Excerpt:
Hi,
Using pyFlink DDL, I am trying to:
1. Consume a Kafka JSON stream. This has messages with aggregate data,
example: "data":
"{\"0001\":105.0,\"0002\":1.21,\"0003\":0.69,\"0004\":1.46,\"0005\":47.43,\"0006\":103.3}"
2. I am splitting field "data" so that I can process its values
individually. For that, I have defined a UDTF.
3. I store the UDTF output in a temporary view. (Meaning each output of
the UDTF will contain "0001" 105.0, "0002" 1.21 etc...)
4. I use the values in this temporary view to calculate some
aggregation metrics.
I am getting an SQL error for step 4.
Code:
from pyflink.datastream import StreamExecutionEnvironment, TimeCharacteristic
from pyflink.table import StreamTableEnvironment, EnvironmentSettings,
DataTypes, Row
from pyflink.table.udf import udtf
from json import loads
exec_env = StreamExecutionEnvironment.get_execution_environment()
exec_env.set_stream_time_characteristic(TimeCharacteristic.EventTime)
t_env = StreamTableEnvironment.create(exec_env,
environment_settings=EnvironmentSettings.new_instance().use_blink_planner().build())
@udtf(input_types=DataTypes.STRING(), result_types=
[DataTypes.STRING(),DataTypes.DOUBLE()])

Information shown:
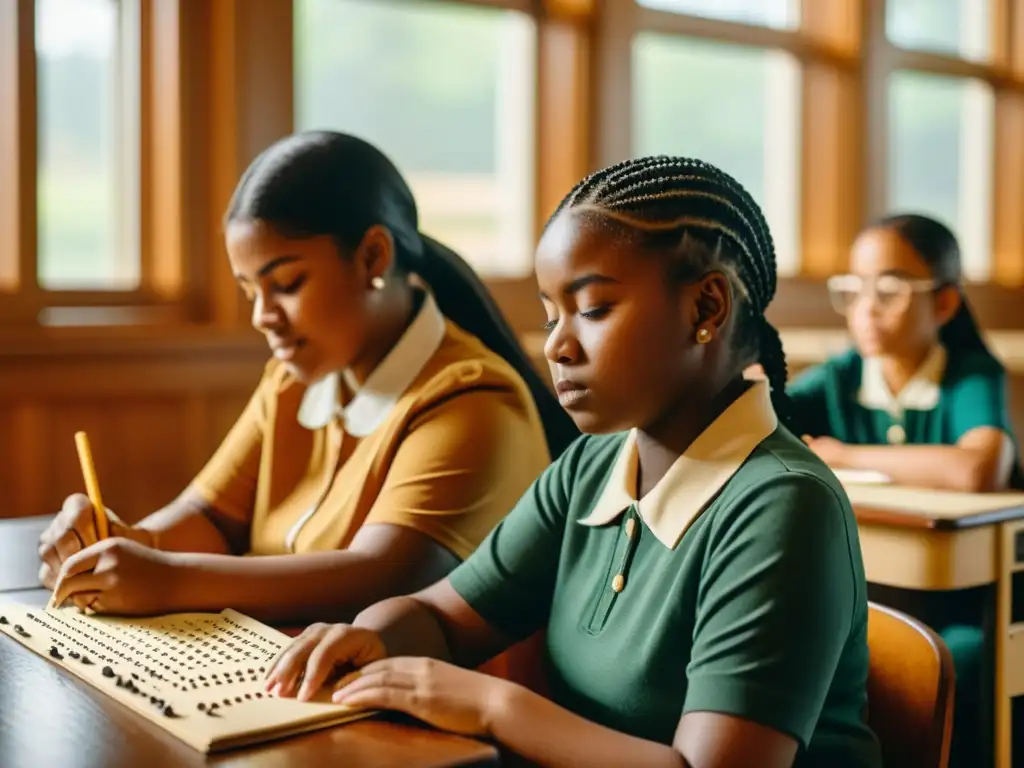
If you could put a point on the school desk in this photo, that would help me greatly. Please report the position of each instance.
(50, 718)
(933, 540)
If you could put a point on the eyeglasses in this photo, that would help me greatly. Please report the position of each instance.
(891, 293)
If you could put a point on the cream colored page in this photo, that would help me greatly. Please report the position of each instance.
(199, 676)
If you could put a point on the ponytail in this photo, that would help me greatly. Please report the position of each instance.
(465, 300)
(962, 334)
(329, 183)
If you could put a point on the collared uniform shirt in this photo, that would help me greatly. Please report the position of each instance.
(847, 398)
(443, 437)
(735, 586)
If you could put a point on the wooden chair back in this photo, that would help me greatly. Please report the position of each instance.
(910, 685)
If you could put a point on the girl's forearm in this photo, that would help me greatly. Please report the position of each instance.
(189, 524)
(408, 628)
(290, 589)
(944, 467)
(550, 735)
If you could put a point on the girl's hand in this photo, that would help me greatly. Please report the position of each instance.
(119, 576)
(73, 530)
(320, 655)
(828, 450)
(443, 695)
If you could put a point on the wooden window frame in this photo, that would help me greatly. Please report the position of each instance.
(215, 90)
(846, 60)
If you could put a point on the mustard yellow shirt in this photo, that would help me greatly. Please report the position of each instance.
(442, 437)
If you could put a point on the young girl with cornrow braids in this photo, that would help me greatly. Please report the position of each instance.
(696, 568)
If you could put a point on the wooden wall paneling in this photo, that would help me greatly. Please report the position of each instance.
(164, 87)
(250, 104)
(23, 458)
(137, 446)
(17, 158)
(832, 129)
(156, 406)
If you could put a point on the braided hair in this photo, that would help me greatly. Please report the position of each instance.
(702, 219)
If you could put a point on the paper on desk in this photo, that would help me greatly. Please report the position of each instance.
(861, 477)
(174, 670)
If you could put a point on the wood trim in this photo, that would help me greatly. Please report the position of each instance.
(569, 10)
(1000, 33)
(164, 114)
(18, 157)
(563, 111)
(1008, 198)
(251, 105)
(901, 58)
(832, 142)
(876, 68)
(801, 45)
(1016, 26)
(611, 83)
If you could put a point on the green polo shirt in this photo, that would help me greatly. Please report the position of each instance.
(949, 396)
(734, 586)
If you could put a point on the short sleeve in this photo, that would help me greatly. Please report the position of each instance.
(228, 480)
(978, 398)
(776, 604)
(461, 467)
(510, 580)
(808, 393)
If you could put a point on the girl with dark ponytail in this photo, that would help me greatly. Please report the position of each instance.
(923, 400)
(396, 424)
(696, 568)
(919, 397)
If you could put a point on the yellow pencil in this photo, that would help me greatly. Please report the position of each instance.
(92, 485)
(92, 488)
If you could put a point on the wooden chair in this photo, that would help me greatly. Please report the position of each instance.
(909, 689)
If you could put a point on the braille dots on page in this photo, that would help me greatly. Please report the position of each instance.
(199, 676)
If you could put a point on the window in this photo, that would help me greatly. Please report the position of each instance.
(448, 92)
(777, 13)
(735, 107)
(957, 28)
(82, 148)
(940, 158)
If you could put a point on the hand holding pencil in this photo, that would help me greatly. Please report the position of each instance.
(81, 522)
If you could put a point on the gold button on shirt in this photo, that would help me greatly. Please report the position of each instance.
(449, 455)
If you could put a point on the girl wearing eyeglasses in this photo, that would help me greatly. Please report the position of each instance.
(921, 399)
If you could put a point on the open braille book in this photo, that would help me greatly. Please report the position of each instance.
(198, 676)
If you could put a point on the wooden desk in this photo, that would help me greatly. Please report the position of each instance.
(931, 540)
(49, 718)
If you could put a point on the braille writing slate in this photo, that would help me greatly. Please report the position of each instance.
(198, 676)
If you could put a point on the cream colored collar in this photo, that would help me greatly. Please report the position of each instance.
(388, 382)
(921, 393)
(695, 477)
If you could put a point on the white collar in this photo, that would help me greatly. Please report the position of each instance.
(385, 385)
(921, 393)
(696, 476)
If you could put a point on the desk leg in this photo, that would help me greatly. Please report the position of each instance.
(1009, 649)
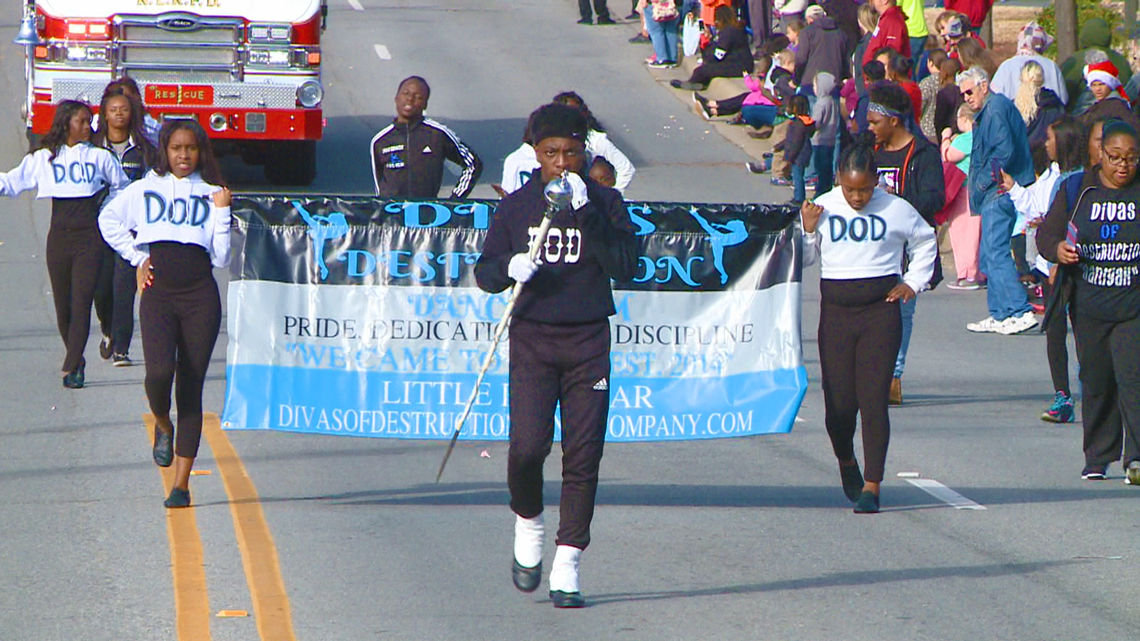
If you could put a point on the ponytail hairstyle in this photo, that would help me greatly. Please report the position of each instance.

...

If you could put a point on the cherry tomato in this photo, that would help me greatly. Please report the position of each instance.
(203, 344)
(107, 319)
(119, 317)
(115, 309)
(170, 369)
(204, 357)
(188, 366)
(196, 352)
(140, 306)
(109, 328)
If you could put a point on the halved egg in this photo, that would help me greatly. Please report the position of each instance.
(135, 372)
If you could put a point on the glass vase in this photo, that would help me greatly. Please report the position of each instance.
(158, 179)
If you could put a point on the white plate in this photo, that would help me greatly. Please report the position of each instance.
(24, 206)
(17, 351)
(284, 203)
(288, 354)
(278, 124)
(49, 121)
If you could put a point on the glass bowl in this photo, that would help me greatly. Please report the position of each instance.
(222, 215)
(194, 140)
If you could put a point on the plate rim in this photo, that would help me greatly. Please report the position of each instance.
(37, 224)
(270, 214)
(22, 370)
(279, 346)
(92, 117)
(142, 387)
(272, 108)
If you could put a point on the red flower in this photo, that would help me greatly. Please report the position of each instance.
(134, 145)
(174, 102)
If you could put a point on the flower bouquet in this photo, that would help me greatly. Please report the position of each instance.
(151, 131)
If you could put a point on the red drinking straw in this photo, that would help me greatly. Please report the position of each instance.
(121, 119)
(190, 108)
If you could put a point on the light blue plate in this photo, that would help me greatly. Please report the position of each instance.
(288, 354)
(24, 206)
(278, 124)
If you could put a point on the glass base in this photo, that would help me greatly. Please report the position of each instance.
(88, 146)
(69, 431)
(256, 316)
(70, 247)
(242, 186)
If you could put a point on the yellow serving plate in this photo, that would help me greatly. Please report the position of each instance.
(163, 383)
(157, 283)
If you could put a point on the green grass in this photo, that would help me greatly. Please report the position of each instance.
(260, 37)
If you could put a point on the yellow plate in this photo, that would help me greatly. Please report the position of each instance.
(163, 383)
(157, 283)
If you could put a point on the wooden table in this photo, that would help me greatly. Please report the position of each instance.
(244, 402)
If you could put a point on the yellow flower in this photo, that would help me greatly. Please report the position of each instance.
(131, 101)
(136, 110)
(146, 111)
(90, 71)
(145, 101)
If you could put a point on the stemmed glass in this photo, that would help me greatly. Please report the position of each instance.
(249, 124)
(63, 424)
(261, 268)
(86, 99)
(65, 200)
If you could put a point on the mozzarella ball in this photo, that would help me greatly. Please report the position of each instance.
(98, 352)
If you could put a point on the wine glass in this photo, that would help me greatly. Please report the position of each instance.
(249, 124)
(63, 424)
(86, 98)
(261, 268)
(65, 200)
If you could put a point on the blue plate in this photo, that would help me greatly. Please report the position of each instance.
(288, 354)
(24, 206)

---

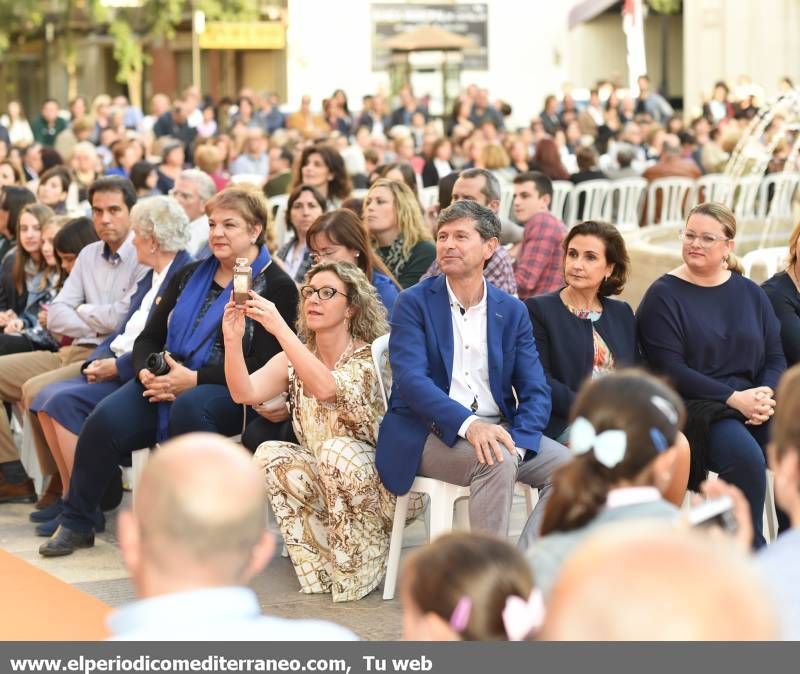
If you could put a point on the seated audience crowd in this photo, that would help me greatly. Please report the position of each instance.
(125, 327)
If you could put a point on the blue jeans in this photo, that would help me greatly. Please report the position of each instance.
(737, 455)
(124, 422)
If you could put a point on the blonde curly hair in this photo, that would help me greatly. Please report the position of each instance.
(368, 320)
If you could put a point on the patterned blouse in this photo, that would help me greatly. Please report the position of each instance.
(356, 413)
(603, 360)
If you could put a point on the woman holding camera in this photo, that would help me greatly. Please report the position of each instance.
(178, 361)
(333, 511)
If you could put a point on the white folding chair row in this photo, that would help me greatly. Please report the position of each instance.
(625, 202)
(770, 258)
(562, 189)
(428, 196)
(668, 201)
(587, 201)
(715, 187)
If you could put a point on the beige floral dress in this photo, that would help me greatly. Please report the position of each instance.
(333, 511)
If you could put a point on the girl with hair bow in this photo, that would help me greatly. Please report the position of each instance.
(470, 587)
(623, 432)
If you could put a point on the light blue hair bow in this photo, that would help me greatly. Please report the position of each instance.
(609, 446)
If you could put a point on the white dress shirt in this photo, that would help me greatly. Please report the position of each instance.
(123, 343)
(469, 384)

Your tasks:
1) In the pyFlink post, where is the UDTF output stored?
2) Pull out each line of the listing that contains the word "green".
The listing has no connection to the pyFlink post.

Solutions per task:
1) In a temporary view.

2)
If you could put a point on the green polo shirt in this photo, that would help me greatly. Please report the position of each instance.
If you could put a point on the green grass in this photo, that would help me greatly. Please report the position of each instance.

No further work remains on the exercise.